BRANO CITATO:
****************************************
Compagni! Lavoratori!

La frenetica speculazione edilizia e la compravendita di titoli spazzatura che ha segnato l’inizio della crisi è un sintomo della crisi del capitalismo e non la sua causa. Il massiccio piano di salvataggio delle banche da parte del governo, seguito dalla figuraccia dei loro dirigenti che si regalavano bonus disgustosamente grandi, dimostra esattamente chi è che controlla questa società. Banchieri ed altri pirati che attingono alla ricchezza socialmente prodotta, stanno dicendo alla classe lavoratrice “andate a quel paese...”. Dicono i boss della finanza “noi ce la caveremo sempre, perché non sono i politici che possono comandare ai banchieri, ma siamo noi a dir loro cosa fare!”. Sta infatti diventando evidente a tutti che i partiti borghesi non sono altro che bande di speculatori, e le elezioni servono solo per scegliere chi avrà accesso alla lucrosa gestione delle attività capitalistiche.
****************************************
VOCI DEI DATI:
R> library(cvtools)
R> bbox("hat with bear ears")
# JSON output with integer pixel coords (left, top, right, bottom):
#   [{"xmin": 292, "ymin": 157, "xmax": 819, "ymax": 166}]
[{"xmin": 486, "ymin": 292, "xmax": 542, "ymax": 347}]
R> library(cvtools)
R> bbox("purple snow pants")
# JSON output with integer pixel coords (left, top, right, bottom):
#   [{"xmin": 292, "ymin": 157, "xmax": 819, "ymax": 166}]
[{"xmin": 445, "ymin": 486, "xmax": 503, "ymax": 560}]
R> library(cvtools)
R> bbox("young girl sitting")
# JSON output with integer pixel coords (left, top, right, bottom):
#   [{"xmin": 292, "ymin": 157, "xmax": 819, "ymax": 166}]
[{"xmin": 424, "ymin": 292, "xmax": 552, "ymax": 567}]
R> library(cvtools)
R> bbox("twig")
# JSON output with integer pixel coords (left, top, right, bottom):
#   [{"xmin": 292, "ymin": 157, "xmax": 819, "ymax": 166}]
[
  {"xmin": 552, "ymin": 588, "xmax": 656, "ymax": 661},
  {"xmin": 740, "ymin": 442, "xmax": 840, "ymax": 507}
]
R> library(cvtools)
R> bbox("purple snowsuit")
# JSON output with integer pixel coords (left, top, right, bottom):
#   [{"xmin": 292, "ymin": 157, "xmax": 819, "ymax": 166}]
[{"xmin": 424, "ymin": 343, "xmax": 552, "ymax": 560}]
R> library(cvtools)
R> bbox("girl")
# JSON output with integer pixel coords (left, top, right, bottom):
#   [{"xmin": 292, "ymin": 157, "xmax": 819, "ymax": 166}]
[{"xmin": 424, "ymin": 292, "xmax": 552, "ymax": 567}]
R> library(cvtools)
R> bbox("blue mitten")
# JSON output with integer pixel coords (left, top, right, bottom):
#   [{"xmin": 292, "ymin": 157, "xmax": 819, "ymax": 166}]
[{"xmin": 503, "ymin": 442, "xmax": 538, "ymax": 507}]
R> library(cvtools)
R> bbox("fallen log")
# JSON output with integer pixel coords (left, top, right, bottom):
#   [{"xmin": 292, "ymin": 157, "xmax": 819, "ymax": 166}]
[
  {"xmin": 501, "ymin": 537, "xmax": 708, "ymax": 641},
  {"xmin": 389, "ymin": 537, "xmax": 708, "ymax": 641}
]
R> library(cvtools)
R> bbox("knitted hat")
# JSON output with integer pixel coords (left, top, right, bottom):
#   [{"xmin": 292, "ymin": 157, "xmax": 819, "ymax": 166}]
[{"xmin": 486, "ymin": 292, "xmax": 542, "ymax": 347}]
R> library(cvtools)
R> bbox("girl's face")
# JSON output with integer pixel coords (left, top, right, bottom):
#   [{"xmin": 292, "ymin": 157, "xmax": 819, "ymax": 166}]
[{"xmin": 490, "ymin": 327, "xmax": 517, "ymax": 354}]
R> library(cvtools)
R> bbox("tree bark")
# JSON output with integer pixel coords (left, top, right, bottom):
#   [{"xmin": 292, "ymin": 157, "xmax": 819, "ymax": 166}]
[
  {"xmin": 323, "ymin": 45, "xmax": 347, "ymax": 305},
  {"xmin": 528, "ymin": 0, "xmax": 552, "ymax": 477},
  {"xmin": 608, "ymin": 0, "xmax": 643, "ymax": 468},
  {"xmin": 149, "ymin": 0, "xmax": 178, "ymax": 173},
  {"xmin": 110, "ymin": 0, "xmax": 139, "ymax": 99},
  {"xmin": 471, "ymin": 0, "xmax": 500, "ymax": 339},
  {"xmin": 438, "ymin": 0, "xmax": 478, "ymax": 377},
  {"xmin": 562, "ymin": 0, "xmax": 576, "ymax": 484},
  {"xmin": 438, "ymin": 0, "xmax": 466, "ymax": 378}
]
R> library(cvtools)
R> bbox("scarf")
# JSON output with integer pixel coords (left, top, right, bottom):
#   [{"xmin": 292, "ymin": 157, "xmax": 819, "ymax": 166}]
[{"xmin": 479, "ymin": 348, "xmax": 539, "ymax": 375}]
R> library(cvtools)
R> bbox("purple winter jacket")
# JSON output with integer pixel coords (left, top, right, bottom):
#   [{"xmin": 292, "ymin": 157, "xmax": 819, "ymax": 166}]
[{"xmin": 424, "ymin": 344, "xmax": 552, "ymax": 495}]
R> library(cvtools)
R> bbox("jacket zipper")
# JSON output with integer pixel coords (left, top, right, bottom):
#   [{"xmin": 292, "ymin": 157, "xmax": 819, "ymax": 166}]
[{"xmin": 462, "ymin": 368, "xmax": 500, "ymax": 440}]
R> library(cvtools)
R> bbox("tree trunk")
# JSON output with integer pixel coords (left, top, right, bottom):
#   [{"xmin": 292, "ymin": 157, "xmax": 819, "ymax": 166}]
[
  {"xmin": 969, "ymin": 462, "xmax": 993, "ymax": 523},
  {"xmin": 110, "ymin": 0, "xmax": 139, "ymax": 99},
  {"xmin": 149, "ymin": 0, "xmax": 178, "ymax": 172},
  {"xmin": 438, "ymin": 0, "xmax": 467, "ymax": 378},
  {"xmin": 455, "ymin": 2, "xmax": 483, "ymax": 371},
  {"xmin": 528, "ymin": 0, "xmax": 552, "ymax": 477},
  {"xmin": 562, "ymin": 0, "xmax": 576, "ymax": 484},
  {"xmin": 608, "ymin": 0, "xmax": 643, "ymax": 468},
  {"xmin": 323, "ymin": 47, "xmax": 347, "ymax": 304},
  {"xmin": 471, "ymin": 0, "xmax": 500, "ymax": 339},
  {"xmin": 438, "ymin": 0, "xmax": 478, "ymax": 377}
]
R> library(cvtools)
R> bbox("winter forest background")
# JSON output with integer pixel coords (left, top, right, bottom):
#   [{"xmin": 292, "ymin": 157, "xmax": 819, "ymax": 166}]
****************************************
COSA CHIEDE:
Stabilisci se ciascuna affermazione concorda con il brano citato. Rispondi sì o no e riporta alla lettera le parole del brano che lo decidono.
(a) La speculazione edilizia è la causa della crisi del capitalismo.
(b) Il governo ha attuato un massiccio piano di salvataggio delle banche.
(c) Le elezioni servono solo a scegliere chi avrà accesso alla gestione delle attività capitalistiche.

RISPOSTA CORRETTA:
(a) No: «è un sintomo della crisi del capitalismo e non la sua causa».
(b) Sì: «Il massiccio piano di salvataggio delle banche da parte del governo».
(c) Sì: «le elezioni servono solo per scegliere chi avrà accesso alla lucrosa gestione delle attività capitalistiche».